Set task – Copy the material word for word, from its start through the line that contains "[[119, 26]]".
⁂
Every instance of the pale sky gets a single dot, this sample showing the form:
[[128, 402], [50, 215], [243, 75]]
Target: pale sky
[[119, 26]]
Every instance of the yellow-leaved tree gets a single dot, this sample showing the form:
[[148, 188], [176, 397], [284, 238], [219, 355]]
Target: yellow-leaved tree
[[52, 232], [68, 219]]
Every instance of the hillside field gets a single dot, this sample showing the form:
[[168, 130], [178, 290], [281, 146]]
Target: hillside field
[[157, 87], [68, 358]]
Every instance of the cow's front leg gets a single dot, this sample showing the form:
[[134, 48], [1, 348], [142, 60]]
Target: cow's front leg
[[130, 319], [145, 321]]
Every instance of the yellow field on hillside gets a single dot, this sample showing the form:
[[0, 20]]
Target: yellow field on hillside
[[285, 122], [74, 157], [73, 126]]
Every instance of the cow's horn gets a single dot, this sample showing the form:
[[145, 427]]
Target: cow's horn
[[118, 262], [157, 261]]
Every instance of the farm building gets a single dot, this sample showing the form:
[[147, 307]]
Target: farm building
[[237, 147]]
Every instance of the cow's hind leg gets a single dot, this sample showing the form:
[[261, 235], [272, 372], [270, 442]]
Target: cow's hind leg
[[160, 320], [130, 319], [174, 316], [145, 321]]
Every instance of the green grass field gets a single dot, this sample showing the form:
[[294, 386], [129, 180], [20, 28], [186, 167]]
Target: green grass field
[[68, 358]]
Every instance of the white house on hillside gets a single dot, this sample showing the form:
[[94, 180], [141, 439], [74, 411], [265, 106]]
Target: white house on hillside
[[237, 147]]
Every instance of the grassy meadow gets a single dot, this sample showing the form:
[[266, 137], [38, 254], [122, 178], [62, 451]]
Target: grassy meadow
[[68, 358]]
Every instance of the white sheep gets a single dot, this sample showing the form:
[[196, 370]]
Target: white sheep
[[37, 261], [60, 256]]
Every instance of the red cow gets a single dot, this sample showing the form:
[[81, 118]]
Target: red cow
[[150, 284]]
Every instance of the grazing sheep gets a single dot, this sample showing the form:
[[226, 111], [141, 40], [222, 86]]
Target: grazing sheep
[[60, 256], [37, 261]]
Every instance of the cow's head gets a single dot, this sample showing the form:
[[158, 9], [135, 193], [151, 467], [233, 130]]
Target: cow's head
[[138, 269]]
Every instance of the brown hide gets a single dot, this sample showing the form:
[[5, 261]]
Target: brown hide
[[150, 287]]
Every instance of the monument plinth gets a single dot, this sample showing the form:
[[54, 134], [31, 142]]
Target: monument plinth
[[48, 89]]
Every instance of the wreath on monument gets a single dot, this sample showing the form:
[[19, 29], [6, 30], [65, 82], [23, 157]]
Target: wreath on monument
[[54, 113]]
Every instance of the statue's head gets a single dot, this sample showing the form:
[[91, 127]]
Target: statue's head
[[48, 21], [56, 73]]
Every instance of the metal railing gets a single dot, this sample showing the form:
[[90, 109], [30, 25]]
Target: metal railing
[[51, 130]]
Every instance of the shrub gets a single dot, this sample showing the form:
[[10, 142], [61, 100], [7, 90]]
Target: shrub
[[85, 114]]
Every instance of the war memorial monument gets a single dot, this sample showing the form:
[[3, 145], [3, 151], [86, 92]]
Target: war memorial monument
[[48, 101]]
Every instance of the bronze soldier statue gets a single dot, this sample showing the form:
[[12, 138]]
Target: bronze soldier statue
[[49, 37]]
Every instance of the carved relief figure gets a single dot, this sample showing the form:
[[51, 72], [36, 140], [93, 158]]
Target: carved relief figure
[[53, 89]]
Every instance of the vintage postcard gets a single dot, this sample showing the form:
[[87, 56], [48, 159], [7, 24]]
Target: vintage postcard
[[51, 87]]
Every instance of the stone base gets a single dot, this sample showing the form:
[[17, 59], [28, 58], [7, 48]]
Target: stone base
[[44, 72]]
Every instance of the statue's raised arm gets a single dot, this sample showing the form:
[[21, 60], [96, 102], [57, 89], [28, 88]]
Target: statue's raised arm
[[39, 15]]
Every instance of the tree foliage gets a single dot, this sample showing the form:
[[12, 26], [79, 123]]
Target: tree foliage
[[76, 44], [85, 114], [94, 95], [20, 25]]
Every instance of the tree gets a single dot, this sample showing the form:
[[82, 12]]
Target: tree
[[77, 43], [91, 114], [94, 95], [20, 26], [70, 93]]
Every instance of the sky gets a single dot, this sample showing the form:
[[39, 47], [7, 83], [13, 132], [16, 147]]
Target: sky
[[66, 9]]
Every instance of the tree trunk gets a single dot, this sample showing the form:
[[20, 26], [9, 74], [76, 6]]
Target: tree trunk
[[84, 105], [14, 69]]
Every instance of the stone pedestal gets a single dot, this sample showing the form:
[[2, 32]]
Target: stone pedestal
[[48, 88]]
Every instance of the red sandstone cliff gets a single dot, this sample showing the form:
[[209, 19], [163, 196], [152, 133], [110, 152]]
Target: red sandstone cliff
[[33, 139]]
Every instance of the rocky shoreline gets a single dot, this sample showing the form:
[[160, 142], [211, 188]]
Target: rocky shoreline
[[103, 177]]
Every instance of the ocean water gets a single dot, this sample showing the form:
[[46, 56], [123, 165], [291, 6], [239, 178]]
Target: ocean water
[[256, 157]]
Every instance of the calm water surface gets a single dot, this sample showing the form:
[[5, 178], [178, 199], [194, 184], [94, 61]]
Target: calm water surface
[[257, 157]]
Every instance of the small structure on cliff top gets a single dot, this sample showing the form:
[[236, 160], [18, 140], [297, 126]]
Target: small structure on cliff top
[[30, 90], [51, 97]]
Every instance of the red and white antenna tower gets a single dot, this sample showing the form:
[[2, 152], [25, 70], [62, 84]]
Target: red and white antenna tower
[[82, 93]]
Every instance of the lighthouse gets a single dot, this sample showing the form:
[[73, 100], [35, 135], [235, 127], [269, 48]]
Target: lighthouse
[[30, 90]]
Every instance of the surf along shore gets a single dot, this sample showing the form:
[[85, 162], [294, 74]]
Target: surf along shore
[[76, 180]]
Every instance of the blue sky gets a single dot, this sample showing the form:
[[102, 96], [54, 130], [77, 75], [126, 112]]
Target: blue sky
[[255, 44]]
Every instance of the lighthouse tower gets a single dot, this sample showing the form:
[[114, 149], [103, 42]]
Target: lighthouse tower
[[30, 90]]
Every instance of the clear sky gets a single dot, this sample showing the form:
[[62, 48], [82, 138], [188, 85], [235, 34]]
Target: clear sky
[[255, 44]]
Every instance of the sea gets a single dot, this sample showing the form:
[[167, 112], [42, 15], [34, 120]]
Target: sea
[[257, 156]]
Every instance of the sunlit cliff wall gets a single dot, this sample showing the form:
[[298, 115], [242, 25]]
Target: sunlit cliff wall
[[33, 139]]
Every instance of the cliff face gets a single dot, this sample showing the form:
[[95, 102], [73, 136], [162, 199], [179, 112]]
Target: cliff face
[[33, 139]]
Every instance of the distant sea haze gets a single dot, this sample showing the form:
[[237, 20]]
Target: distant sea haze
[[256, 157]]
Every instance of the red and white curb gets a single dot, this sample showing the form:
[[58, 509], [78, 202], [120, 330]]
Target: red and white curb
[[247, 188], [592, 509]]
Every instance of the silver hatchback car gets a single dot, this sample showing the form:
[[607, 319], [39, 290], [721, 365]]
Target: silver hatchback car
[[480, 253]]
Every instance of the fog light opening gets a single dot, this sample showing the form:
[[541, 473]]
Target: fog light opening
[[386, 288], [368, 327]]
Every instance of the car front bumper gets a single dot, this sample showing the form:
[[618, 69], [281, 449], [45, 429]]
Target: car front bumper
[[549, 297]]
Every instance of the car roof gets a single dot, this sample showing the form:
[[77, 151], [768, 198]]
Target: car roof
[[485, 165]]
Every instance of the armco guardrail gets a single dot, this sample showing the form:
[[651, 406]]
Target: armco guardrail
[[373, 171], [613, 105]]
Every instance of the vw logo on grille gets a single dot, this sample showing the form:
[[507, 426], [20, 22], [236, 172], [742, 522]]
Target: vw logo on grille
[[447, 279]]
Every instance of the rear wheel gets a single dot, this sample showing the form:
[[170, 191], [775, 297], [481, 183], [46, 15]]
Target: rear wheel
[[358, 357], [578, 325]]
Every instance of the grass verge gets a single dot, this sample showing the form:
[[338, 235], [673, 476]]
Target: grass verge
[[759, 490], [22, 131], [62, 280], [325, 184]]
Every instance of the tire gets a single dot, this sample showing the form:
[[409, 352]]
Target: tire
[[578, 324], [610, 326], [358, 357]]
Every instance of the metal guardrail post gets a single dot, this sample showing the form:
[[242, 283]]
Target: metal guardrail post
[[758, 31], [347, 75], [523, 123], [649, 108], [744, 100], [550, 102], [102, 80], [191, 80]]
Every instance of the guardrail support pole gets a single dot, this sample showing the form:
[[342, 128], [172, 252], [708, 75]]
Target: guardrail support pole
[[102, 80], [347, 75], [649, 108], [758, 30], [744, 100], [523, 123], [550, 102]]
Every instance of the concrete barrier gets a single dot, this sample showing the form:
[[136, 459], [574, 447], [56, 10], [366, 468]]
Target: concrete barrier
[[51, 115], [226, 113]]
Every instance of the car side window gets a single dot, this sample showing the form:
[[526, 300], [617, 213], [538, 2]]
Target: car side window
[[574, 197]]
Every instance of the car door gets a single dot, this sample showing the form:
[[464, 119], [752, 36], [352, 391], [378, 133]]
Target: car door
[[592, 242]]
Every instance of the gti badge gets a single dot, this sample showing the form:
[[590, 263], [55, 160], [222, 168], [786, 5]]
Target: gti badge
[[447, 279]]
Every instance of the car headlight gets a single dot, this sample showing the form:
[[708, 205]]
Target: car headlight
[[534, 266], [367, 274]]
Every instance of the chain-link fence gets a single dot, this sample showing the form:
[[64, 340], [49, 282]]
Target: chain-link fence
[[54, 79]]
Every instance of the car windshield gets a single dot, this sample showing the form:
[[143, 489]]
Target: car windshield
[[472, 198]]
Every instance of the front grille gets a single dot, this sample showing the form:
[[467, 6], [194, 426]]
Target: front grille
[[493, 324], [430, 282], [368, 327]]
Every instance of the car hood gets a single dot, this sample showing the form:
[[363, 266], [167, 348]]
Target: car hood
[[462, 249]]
⁂
Correct result –
Every instance of the pale sky gets a single dot, this sample showing the form:
[[128, 402], [50, 215], [243, 75]]
Target: pale sky
[[119, 26]]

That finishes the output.